Exercise details >> Select and copy every line of the items below that contains the word "blonde", matching case exactly.

Stored rows >>

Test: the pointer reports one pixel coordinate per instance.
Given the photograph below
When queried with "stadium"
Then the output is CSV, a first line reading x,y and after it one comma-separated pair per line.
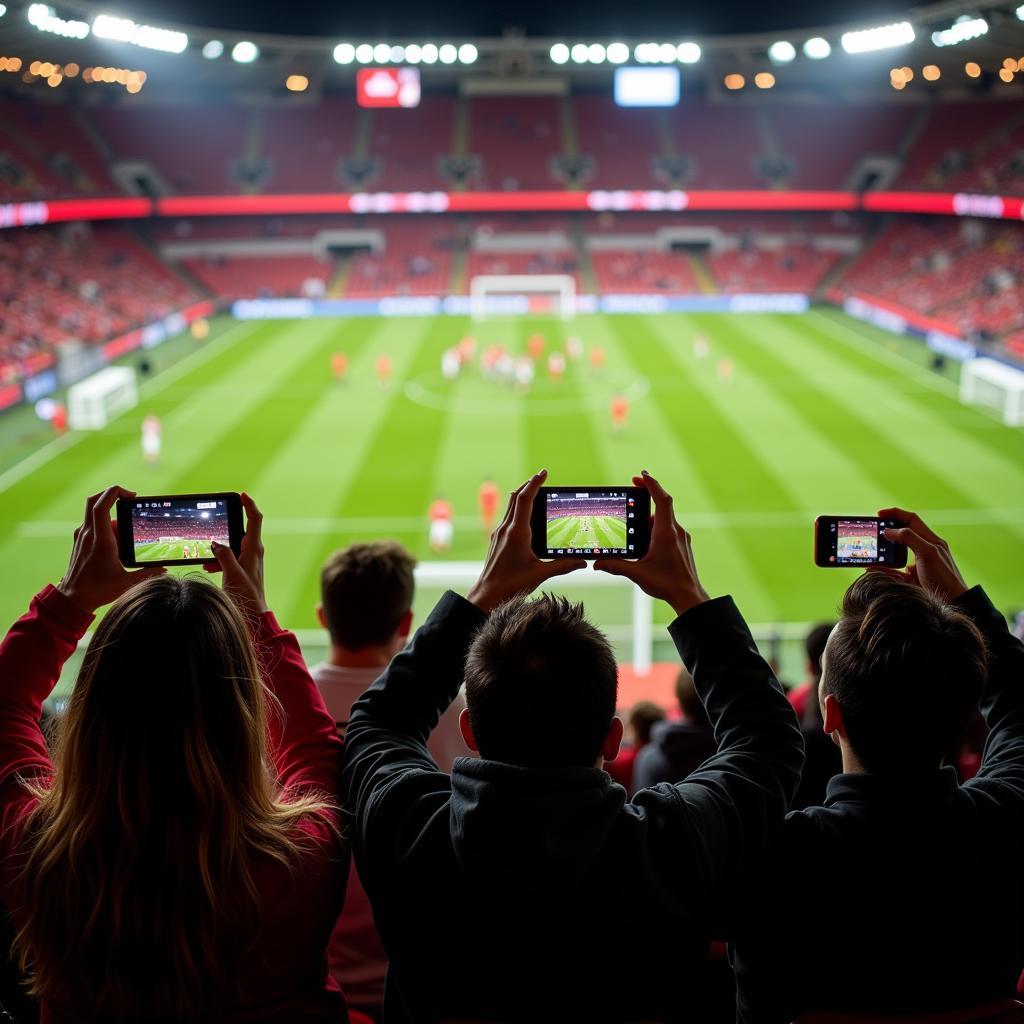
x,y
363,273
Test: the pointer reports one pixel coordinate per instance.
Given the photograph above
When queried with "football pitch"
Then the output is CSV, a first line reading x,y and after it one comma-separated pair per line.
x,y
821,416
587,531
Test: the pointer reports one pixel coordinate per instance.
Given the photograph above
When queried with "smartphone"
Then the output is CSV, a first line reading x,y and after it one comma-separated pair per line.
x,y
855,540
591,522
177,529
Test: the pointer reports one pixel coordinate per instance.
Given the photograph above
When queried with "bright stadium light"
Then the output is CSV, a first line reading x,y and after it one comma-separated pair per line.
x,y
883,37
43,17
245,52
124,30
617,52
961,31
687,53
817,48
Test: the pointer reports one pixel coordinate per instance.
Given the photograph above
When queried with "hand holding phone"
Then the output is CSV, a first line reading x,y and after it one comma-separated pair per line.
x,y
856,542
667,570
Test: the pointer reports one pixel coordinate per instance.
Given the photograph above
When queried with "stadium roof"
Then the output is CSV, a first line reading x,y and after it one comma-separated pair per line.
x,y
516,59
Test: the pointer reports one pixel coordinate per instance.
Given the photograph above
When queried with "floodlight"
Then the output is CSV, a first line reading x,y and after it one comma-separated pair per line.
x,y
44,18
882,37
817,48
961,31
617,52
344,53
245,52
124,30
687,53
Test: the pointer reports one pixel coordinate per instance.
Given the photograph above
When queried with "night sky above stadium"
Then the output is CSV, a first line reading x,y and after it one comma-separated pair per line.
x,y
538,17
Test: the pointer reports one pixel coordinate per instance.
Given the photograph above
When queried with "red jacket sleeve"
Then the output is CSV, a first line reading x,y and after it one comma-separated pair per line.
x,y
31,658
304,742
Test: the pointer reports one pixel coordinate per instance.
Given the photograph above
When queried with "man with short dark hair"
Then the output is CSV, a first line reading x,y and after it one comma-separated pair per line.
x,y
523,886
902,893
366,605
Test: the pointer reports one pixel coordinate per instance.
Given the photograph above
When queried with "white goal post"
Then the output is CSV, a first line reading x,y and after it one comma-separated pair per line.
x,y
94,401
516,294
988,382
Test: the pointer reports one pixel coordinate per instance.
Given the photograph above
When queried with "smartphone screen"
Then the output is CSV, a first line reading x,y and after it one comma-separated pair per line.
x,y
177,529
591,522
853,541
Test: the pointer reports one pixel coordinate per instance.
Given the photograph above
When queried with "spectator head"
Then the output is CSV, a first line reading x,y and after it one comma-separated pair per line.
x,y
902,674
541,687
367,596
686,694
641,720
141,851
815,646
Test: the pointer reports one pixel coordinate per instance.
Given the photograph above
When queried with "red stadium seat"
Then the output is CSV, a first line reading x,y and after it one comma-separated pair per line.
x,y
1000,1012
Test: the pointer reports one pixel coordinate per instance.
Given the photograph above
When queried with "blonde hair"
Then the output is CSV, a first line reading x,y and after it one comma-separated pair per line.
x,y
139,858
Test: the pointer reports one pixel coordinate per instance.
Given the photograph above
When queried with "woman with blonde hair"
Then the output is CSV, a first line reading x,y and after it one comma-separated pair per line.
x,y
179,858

Complete response >>
When queried with "blonde hair"
When queried with "woman with blonde hair"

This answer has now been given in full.